━━━ Supplied entries ━━━

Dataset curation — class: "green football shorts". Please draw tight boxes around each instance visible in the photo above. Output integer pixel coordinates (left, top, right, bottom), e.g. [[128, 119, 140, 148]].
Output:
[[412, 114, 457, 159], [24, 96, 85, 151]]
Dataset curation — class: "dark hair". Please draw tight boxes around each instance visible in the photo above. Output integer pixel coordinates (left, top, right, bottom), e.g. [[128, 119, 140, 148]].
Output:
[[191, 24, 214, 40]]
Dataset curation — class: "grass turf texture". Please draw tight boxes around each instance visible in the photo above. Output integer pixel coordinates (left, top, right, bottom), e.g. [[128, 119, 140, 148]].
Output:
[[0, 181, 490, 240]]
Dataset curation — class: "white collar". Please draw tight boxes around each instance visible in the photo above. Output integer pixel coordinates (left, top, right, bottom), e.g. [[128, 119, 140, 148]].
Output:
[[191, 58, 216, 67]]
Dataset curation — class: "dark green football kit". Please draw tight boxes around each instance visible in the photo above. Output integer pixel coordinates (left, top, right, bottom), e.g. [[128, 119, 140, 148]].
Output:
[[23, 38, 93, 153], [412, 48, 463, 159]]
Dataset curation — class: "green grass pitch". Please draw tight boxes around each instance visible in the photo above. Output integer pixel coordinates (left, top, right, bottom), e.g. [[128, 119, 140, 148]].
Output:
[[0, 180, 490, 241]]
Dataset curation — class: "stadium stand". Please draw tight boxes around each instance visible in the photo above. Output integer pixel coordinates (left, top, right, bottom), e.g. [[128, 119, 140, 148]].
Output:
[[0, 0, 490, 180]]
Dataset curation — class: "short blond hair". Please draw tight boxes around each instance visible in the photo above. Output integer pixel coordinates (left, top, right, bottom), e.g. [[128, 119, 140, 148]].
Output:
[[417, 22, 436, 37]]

━━━

**Task instructions:** Scale the lines above, starting at the first one and ending at the one containing "[[412, 114, 457, 159], [24, 96, 85, 151]]", by rewriting them in full, requests included, with every box coordinate in the answers multiplied by 0.95 and rounded to a whole number, halves rounding up. Keep the numbers in the requests and in their format sample unchanged.

**Result for this task:**
Dataset curation — class: "green football shorts". Please draw tight boxes around each instance visible in the photo above. Output integer pixel coordinates (left, top, right, bottom), e.g. [[128, 119, 140, 148]].
Output:
[[391, 108, 434, 151], [23, 91, 81, 143]]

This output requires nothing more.